** Aim of the task **
Can you copy the rows below word for word, starting at the line that contains "Task: annotate each instance of the twig" and stopping after the line that contains "x=174 y=202"?

** Material provided **
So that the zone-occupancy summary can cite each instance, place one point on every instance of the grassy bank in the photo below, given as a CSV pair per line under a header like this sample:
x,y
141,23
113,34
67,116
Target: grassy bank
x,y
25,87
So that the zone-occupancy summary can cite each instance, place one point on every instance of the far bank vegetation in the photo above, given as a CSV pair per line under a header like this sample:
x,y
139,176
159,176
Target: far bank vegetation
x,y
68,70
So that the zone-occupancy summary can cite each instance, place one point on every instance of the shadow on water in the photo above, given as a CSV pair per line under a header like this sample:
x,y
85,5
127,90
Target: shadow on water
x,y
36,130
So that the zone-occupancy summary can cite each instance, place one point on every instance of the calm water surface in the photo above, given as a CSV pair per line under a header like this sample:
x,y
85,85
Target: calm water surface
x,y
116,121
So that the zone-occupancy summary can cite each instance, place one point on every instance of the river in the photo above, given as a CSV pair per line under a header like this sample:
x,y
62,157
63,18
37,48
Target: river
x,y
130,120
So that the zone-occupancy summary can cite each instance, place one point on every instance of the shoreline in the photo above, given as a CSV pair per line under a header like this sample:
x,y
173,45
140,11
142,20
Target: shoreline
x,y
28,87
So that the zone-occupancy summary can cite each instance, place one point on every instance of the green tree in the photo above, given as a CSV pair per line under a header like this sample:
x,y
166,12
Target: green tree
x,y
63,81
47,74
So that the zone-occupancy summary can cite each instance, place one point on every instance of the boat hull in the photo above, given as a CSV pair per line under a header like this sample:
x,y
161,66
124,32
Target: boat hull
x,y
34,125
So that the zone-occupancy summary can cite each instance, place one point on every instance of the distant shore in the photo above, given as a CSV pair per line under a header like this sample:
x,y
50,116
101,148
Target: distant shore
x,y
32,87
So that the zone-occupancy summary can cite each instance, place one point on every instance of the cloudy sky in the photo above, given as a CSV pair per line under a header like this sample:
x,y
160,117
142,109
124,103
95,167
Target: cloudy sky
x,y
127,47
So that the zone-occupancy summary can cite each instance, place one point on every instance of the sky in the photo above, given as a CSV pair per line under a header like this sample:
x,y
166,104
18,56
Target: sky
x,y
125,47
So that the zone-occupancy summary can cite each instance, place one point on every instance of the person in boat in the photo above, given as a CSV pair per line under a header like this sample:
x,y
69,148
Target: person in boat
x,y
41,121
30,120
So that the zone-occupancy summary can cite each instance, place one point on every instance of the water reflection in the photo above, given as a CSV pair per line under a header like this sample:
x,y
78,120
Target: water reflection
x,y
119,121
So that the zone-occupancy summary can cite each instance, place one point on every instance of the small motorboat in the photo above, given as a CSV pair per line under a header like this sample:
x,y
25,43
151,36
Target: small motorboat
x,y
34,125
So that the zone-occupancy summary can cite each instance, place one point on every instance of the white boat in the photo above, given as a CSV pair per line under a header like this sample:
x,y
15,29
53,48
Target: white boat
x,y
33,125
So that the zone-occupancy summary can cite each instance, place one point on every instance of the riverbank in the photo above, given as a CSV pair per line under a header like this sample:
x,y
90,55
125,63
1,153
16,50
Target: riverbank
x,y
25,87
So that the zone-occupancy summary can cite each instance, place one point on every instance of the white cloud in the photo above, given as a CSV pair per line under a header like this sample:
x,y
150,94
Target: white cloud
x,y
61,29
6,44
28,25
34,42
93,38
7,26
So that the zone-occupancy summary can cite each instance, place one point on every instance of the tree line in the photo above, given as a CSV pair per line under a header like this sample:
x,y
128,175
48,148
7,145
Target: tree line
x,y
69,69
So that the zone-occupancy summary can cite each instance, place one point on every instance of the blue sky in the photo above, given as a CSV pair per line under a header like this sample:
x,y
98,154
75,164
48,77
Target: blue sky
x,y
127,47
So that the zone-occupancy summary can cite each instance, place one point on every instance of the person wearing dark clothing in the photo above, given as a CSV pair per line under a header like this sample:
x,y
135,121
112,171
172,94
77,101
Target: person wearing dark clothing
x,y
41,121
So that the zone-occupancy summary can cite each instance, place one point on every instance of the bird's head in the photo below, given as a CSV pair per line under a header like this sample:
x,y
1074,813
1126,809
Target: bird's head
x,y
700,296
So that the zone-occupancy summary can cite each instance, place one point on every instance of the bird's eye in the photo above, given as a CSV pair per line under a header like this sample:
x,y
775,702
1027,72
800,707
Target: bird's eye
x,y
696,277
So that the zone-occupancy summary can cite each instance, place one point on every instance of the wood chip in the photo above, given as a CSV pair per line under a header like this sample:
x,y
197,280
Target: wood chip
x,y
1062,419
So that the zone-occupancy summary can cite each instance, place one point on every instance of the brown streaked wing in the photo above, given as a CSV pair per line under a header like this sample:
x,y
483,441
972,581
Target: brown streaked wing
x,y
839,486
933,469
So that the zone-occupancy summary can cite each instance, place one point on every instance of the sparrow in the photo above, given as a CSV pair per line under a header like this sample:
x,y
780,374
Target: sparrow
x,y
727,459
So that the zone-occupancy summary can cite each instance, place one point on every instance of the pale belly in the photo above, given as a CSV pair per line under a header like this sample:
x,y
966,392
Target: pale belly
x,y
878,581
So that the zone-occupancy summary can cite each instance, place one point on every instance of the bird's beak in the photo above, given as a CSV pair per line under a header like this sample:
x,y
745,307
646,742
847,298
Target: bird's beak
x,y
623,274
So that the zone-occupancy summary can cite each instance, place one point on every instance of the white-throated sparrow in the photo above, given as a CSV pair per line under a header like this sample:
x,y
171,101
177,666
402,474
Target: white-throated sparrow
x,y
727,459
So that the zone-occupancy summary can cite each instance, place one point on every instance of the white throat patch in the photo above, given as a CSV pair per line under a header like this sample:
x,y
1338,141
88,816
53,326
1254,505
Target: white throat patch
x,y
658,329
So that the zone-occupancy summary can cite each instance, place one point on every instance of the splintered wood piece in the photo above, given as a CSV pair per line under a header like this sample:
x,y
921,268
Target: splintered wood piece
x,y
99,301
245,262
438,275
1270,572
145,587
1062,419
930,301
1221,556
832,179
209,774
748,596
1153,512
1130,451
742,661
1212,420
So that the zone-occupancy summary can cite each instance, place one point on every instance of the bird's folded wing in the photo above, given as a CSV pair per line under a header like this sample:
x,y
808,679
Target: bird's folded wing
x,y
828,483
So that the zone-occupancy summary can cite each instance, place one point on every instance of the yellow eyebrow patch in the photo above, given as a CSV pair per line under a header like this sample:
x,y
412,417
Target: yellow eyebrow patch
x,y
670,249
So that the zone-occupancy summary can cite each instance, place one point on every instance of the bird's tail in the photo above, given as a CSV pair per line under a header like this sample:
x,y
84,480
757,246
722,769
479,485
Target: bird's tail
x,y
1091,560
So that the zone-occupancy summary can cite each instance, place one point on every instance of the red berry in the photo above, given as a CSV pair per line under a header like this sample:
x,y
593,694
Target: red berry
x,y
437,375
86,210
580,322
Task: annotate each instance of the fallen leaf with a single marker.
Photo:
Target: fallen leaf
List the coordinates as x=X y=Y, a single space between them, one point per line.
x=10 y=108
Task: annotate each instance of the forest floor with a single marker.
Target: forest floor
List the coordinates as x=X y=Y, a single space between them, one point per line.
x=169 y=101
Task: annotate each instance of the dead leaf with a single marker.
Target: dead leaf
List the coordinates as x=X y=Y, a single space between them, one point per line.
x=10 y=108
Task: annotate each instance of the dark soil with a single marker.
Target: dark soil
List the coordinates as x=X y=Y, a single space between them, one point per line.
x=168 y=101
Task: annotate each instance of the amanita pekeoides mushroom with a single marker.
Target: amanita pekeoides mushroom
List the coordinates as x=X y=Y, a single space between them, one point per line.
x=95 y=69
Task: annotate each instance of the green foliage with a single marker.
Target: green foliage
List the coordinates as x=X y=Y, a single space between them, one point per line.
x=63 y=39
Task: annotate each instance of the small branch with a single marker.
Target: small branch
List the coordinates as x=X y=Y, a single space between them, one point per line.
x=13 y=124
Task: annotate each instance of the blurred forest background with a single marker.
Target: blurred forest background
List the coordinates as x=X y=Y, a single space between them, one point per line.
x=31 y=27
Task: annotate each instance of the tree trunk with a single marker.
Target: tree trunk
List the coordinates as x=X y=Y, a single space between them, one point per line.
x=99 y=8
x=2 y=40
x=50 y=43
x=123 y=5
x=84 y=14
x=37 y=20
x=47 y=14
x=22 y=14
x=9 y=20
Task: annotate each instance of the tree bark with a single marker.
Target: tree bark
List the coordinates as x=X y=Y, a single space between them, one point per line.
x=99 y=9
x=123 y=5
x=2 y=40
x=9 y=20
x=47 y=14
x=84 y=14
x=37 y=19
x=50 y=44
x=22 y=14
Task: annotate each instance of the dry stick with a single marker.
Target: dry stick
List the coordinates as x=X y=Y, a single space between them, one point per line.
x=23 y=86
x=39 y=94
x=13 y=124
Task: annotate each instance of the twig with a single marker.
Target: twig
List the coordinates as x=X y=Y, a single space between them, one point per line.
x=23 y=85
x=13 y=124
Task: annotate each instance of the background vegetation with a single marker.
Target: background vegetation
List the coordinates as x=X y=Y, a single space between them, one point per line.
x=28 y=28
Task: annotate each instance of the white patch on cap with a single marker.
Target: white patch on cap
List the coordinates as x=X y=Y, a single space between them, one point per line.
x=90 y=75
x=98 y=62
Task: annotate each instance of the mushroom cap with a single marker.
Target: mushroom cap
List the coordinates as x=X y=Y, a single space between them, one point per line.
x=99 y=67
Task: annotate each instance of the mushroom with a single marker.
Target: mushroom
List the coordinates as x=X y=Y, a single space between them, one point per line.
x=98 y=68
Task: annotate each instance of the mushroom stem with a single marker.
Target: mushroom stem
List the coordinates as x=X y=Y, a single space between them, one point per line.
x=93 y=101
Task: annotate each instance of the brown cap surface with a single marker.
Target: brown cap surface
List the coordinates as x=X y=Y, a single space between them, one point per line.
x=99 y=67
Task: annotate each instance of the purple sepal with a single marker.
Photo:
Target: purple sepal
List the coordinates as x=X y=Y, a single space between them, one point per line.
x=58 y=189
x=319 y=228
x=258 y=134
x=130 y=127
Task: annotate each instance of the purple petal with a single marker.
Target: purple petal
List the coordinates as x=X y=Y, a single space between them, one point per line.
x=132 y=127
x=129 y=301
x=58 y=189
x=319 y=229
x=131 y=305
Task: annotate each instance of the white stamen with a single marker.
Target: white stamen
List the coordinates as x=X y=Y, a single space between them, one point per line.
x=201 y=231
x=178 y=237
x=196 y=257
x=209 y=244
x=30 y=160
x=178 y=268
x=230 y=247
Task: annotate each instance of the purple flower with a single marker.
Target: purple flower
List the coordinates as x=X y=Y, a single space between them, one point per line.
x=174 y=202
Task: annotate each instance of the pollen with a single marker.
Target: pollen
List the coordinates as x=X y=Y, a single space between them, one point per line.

** Reply **
Task: annotate each instance of the twig with a single marker.
Target: twig
List the coordinates as x=X y=Y, a single space between them, one point per line.
x=23 y=85
x=13 y=124
Task: annotate each instance of the background vegetation with a single marker.
Target: background vegetation
List the coordinates as x=X y=Y, a single space between them, one point per line.
x=28 y=28
Task: annotate each instance of the white patch on cap with a single marker.
Target: white patch on cap
List the coordinates as x=X y=Y, a single space between them, one point per line.
x=90 y=75
x=98 y=62
Task: annotate each instance of the mushroom cap with a single marker.
Target: mushroom cap
List the coordinates as x=X y=Y, a single space between them, one point per line.
x=99 y=67
Task: annotate each instance of the mushroom with a single marker.
Target: mushroom
List the coordinates as x=X y=Y, a single space between them, one point per line.
x=98 y=68
Task: annotate each instance of the mushroom stem with a single marker.
Target: mushroom stem
List the coordinates as x=X y=Y, a single space between them, one point per line.
x=93 y=101
Task: annotate each instance of the brown cap surface with a single marker.
Target: brown cap surface
List the coordinates as x=X y=Y, a single space between them, one point per line.
x=99 y=67
Task: annotate each instance of the purple sepal with a single marker.
Photo:
Target: purple sepal
List the coordinates as x=X y=Y, a single space between them, one point per line.
x=58 y=189
x=319 y=228
x=258 y=134
x=130 y=127
Task: annotate each instance of the purple petal with a single marker.
Target: purple petal
List the coordinates as x=X y=Y, a single space between them, one point per line.
x=132 y=127
x=129 y=301
x=58 y=189
x=319 y=229
x=131 y=305
Task: annotate each instance of the white stamen with a single marker.
Target: white stamen
List the coordinates as x=X y=Y, a single space between them, one point per line.
x=201 y=231
x=178 y=237
x=196 y=257
x=209 y=244
x=30 y=160
x=178 y=268
x=230 y=247
Task: annotate each instance of the purple flower with a single marker.
Target: purple flower
List the coordinates as x=X y=Y, a single space between them, one point per line.
x=174 y=202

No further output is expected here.